Work to complete:
Will you output the entries below exactly, skipping every image they contain?

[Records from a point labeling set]

>>>

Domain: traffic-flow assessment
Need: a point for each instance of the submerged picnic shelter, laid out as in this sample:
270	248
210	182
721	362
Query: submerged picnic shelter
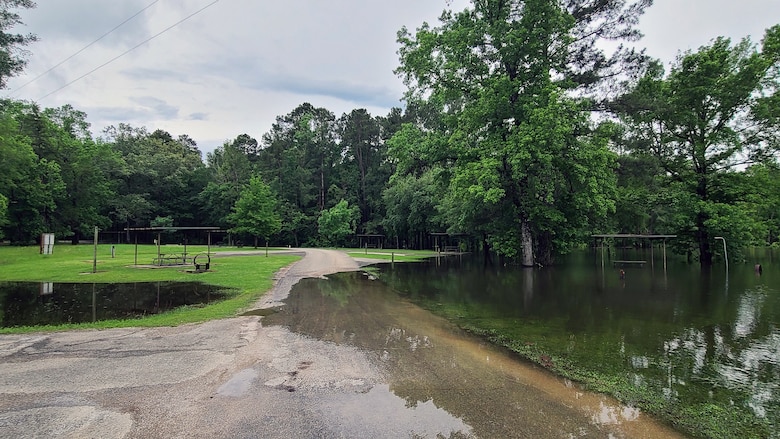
601	239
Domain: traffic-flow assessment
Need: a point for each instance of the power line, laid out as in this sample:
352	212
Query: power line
85	47
130	50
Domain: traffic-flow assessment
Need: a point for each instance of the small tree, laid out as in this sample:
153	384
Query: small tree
256	211
338	222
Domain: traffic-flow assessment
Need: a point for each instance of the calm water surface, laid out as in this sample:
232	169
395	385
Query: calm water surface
36	303
694	336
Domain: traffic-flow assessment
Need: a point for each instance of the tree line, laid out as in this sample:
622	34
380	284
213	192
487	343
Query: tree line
519	131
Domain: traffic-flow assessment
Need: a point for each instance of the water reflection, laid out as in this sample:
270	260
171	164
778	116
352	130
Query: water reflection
432	365
694	336
33	303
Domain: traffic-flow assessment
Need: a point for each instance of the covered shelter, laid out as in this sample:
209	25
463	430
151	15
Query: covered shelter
366	240
447	242
629	236
159	230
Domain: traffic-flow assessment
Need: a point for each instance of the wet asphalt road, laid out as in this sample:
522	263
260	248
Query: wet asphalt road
323	367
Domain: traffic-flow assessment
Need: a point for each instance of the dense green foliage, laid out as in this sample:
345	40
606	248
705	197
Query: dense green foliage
715	112
498	144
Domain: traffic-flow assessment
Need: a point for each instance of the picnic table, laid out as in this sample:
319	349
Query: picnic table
171	259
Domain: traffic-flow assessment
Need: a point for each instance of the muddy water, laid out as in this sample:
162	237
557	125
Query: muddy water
464	386
36	303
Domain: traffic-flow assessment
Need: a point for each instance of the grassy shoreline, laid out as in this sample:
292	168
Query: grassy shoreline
248	276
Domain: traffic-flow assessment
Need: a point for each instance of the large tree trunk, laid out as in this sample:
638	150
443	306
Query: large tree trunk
527	244
702	234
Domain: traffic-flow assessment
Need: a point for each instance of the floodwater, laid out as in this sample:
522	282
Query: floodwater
691	336
460	385
45	303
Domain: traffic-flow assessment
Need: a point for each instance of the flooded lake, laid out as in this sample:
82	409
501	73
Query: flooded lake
694	337
441	381
36	303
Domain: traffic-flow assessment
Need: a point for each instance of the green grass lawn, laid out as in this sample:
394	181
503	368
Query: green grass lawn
249	276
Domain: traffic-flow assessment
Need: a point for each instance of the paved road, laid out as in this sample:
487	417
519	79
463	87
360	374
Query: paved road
237	378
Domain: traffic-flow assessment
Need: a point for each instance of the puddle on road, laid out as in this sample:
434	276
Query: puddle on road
433	366
239	384
262	312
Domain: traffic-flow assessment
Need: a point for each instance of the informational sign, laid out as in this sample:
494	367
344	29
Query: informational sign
47	243
47	288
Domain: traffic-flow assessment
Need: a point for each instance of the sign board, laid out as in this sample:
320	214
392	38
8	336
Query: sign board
47	288
47	243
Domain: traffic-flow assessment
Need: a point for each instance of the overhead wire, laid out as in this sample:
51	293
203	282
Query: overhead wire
83	48
129	50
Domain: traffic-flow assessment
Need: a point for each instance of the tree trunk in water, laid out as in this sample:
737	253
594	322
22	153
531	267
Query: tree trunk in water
486	250
527	243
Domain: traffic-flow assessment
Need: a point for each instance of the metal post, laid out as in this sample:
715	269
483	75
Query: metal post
94	257
725	253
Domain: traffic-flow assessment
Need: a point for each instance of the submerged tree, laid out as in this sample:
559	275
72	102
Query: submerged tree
717	110
518	141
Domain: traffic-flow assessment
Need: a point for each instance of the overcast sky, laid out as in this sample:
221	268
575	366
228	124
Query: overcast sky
238	64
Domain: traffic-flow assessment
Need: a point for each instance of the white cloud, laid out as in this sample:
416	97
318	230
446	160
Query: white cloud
239	64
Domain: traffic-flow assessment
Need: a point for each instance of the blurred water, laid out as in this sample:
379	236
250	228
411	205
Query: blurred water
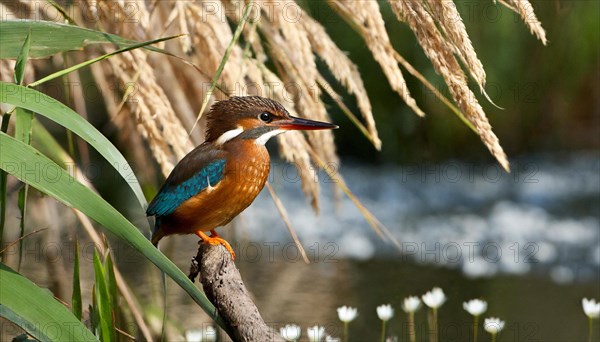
543	217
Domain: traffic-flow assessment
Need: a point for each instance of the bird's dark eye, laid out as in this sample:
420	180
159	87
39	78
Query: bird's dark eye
265	117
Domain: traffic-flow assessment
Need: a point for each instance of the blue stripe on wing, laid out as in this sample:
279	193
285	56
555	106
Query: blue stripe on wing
172	195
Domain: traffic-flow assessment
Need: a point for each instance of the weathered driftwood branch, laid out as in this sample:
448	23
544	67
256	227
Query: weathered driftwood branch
224	287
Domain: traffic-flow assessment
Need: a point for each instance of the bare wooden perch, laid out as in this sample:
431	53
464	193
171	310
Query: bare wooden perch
224	287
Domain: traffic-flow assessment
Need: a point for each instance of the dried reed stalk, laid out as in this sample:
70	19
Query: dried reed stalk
439	51
366	17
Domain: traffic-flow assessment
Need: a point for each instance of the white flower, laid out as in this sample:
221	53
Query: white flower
385	312
591	307
207	334
434	298
411	304
290	332
347	313
316	333
493	325
475	306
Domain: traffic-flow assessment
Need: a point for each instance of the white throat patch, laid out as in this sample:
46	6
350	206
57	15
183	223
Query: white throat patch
225	137
265	137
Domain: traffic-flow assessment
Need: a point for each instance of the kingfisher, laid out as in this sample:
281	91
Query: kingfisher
221	177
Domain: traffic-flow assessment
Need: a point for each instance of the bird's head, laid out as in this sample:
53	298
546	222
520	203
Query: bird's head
253	117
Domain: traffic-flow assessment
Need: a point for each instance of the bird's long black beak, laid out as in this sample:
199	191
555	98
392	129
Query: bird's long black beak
303	124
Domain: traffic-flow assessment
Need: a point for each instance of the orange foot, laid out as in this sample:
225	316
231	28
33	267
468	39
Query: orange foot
215	239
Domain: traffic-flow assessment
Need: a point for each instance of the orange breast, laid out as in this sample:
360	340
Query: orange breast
244	177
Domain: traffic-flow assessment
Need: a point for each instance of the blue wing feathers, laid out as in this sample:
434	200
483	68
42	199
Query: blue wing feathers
172	195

<<<

Written answer:
Domain: traffic-flow assessment
Need: a point for each instance of the submerged picnic shelter, laid out as in this sample:
270	248
210	182
721	362
Query: submerged picnic shelter
601	239
Domain: traffic-flow assessment
Need: a point for each instance of the power line, laid out as in this sample:
352	212
Query: power line
85	47
130	50
Domain: traffic-flow assessment
Need: a point for each instance of the small tree, laid out as in this sample:
153	384
Query: small tree
256	211
338	222
Domain: traffic-flow assessment
Need: a point for each instance of the calm water surface, laid out as in this sample:
232	169
395	385
Query: calm water surface
36	303
694	336
Domain: traffic-flow assessment
Need: a point for each instance of the tree line, laid out as in this sample:
622	34
380	284
213	192
487	343
Query: tree line
519	131
Domain: traffic-flow assessment
Need: a point for each instance of the water reflection, laid out as in this sample:
270	260
171	164
778	116
352	130
Query: water reflection
432	365
694	336
33	303
Domain: traffic-flow assessment
Need: a point for each instance of the covered shelter, laid out as in this sample:
209	25
463	430
151	15
Query: covered shelter
366	240
447	242
629	236
159	230
Domain: traffic-flow assessment
Need: a point for each instance of the wet asphalt road, laid out as in this sample:
522	263
260	248
Query: wet asphalt road
323	367
Domain: traffic-flow assessment
Need: a point for each instance of the dense green foliage, laid out as in this sample:
345	40
606	248
705	197
Query: dense green foliage
715	112
498	144
Domain: traffic-flow assessment
Need: a point for each instance of the picnic table, laid out as in this sample:
319	349
Query: picnic table
171	259
Domain: traffic-flow assessment
Need: a point for each instance of the muddy water, laid out as in this sample:
162	237
557	125
Query: muddy water
464	386
36	303
Domain: traffic-flow assessment
Need: a point for each instance of the grassy shoreline, laid out as in this sample:
292	168
Query: grassy shoreline
248	276
Domain: traffic-flow assessment
Need: a point for each instance of the large tree trunk, laid out as in this sample:
638	150
443	306
Query: large tree trunk
527	244
702	234
Domain: traffic-flow assessment
Need: a point for each instance of the floodwater, laid out as in this sample:
522	282
Query: floodwater
691	336
460	385
45	303
Domain: traffic-flow assessment
Need: a point for each instance of the flooded lake, laid out as in this sample:
82	409
501	73
Query: flooded lake
694	337
441	381
36	303
Domain: traffic-flow assessment
Need: a point for each instance of the green grass lawn, laid out as in this sample:
394	181
503	368
Query: green grass lawn
249	276
Domain: traffic-flow assessment
Need: a point for each instance of the paved road, laid out as in this sample:
487	417
519	79
463	87
360	374
Query: paved road
237	378
Domain: traffic-flow assessment
Need: a point for each instance of the puddle on road, laid out as in this sample:
434	276
Query: puddle on road
433	366
239	384
262	312
Domain: traffic-flow assessment
Need: a point for each instance of the informational sign, laid out as in this sample:
494	367
344	29
Query: informational sign
47	243
47	288
Domain: traffic-flow assessment
Need: a point for each instance of the sign board, laid out as in this sample:
320	214
392	38
8	336
Query: sign board
47	288
47	243
Domain: traffic-flow assessment
Need: a point for each instance of the overhead wire, laid out as in this sample:
51	293
203	282
Query: overhead wire
83	48
129	50
Domain: traffic-flow assessment
Need: a point for each instance of the tree trunk in water, laid out as in this sample:
737	253
594	322
22	153
531	267
Query: tree trunk in water
486	250
527	243
Domain: traffic-flow assessment
Need: a point for each instance of the metal post, laid out as in this sample:
715	269
483	75
Query: metal post
94	257
725	253
Domain: traffic-flow assessment
Need: a point for each instance of the submerged tree, laid out as in this sample:
559	275
72	102
Query: submerged tree
717	110
518	141
Domain: traffic-flow assessment
Need: a point for each instance of the overcast sky, laid out as in this sample:
221	268
575	366
228	124
Query: overcast sky
238	64
Domain: traffic-flow assessment
Need: a point for each instance of the white cloud, laid out as in this sample:
416	97
318	230
446	160
Query: white cloud
239	64
Domain: traffic-flow assessment
Need: a point for each instance of the blurred water, laid out as in this sample:
379	236
250	228
411	205
Query: blurred water
543	217
Domain: traffic-flow assessment
Need: a point for each instance of the bird's dark eye, laid out as in this sample:
420	180
159	87
39	78
Query: bird's dark eye
265	117
Domain: traffic-flow assessment
Need: a point for each instance of the blue stripe on wing, laid out as in this sample:
279	193
285	56
555	106
Query: blue stripe on wing
172	195
Domain: traffic-flow assessment
Need: a point for each instance of the weathered driftwood branch, laid out as in this sample:
448	23
544	67
256	227
Query: weathered driftwood branch
224	287
Domain: traffic-flow assessment
Need: a point for each instance of the bare wooden perch, laid out as in this sample:
431	53
464	193
171	310
Query: bare wooden perch
224	287
Domain: traffic-flow assessment
Need: a point for each instance of the dried reed stalk, laid out as in this sample:
70	19
Query: dried reed stalk
439	51
366	17
Domain: traffic-flow assessment
Need: a point for each instance of the white flower, laid out as in this sample:
221	53
Query: white flower
385	312
591	307
207	334
434	298
411	304
290	332
347	313
316	333
493	325
475	306
Domain: traffic-flow assessment
Need: a point for each instance of the white throat patch, laid out as in this sample:
46	6
350	206
57	15
183	223
Query: white throat patch
225	137
265	137
Domain: traffic-flow assessment
Need: a point for each instance of the kingfisher, laid out as in this sample:
281	91
Query: kingfisher
221	177
Domain: traffic-flow assessment
Need: a point for each instance of the bird's head, laid out as in this sample:
53	298
546	222
520	203
Query: bird's head
253	117
Domain: traffic-flow assessment
Need: a point for each instance of the bird's long black beak, laid out as in this sample:
199	191
555	98
392	129
Query: bird's long black beak
303	124
Domain: traffic-flow assessment
Need: a point for each instance of the orange foot, laid out as in this sample:
225	316
231	28
33	267
468	39
Query: orange foot
215	239
Domain: traffic-flow assessment
Need: a point for each instance of the orange breast, laid out as in this sample:
360	340
Query: orange breast
244	177
Domain: traffic-flow assessment
Need: a point for each instance of the blue wing feathers, laid out as in this sample:
434	200
483	68
42	199
Query: blue wing feathers
172	195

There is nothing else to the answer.